[Collection entries]
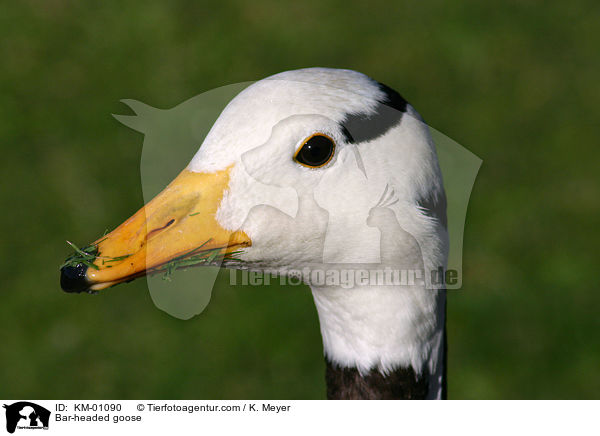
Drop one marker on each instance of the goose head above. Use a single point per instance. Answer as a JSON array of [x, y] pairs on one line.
[[308, 169]]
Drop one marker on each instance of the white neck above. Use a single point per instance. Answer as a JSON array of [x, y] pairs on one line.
[[384, 328]]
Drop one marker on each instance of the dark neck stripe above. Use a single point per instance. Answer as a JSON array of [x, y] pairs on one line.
[[401, 384], [362, 127]]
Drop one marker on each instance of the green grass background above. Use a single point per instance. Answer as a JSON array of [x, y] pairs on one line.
[[515, 82]]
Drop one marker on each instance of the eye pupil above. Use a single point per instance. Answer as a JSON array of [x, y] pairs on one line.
[[316, 152]]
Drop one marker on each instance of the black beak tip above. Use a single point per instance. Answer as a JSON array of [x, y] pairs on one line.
[[73, 279]]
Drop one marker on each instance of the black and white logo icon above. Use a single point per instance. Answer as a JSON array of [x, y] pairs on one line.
[[26, 415]]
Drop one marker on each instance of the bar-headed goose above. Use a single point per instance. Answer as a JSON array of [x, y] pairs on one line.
[[368, 203]]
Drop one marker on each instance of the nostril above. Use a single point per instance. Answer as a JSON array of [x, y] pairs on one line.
[[154, 231], [73, 278]]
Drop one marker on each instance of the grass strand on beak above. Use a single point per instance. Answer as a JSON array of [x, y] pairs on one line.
[[194, 257], [88, 255]]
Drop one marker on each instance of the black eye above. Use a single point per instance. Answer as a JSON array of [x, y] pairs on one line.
[[316, 151]]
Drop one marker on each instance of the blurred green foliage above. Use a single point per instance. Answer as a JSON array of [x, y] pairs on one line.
[[515, 82]]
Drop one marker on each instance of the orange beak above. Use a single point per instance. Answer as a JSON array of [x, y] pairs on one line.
[[178, 222]]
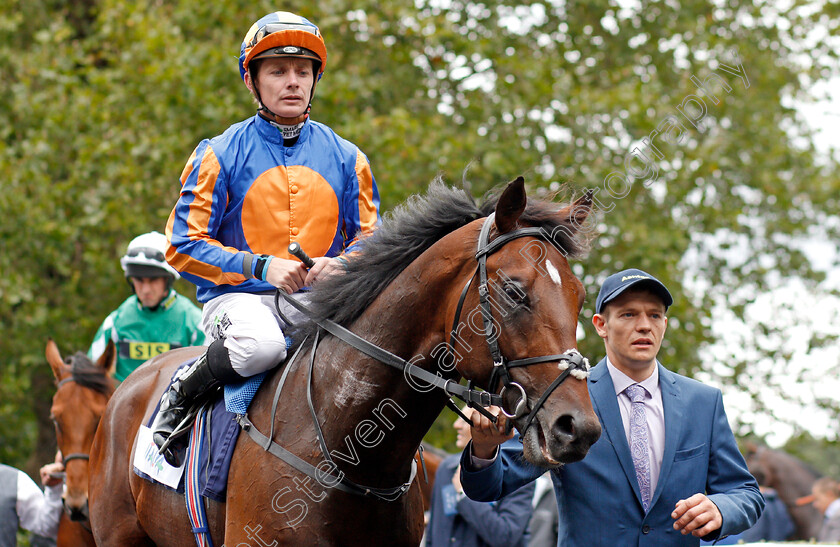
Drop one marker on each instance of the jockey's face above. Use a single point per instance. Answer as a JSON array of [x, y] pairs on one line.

### TASK TO CARRY OUT
Reproduce the data word for word; no pictures.

### ANSWER BELOW
Drop one marker on each instance of the goose head above. Use a single point per instance. Answer as a JSON array of [x, y] pairs on one line.
[[308, 169]]
Drop one marker on each instance of the white neck above. Use a single point per instance. Answer as a JSON array of [x, y] pairs on one line.
[[384, 328]]
Drop one marker on each instance of the dark neck stripe above. Use a single point per instance. Answer as a JSON array of [x, y] pairs on one line.
[[401, 384], [362, 127]]
Drop one marker on each instance of the green grass background above. Use a single point per instance. Answer as a JSON array of [x, y] pairs on one line.
[[515, 82]]
Drop one marker on each instance of the eye pupil above. Use a single point per instance. Answer as a JSON array of [x, y] pairs on one line.
[[316, 152]]
Drop one marker on each instance of the black beak tip above. Use a single point per instance. Answer as a JSON array of [x, y] pairs on one line.
[[73, 279]]
Drop one marker on each instance of the black and white logo icon above. Use a single point per instance. Answer as a JSON array of [x, y] pairs on one line.
[[26, 415]]
Drop one marker on each instance of the bar-headed goose above. Use a single point per instance. Answer as a JSON array of [x, y] pairs on one line.
[[368, 203]]
Drop one marker on each instance of the nostril above. Use a single point per instance. Answer as a JSON array of [x, y] pairs on one line.
[[154, 231], [73, 278]]
Drop one marker on each instance of the grass strand on beak above. Use a single point per instance. Answer as a JSON array of [x, y] pairs on one line.
[[194, 257], [88, 255]]
Drop one marker on each instance of the black eye above. Use a single point per instance. Answer as a JSON array of [x, y] pairs on one line.
[[316, 151]]
Drop one marker on each instance of the blurred green foliage above. Use a single point per instance. Answer as a JSON array of [x, y] pairs on one line.
[[515, 82]]
Drop one marker on each instance of the orange beak above. Use a single point per instance. Answer as a JSON array of [x, y] pairs on one line.
[[178, 222]]
Drop one marker on each instance of the jockey's face above. Use a single point per instance. Answer as a JSON array of [x, y] pairs on one line.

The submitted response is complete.